▶ Set problem: Write out every line of the data below word for word, but leave the pictures out of your answer.

▶ Dataset extract:
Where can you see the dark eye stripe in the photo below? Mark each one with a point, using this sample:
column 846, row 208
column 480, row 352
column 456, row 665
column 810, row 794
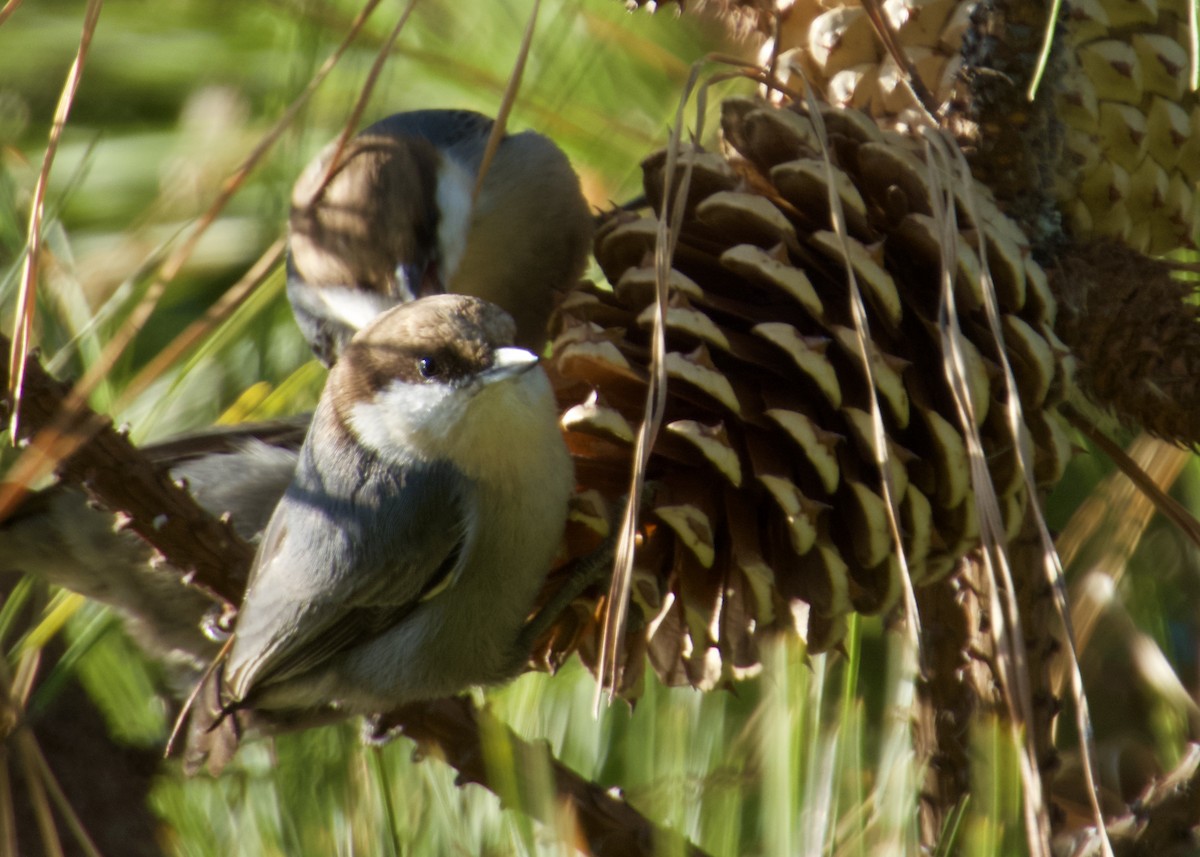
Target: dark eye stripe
column 429, row 367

▶ The answer:
Where can you see the dark eye stripe in the photo below? Mark each one with a point, using this sample:
column 846, row 208
column 480, row 352
column 456, row 665
column 810, row 794
Target: dark eye stripe
column 429, row 367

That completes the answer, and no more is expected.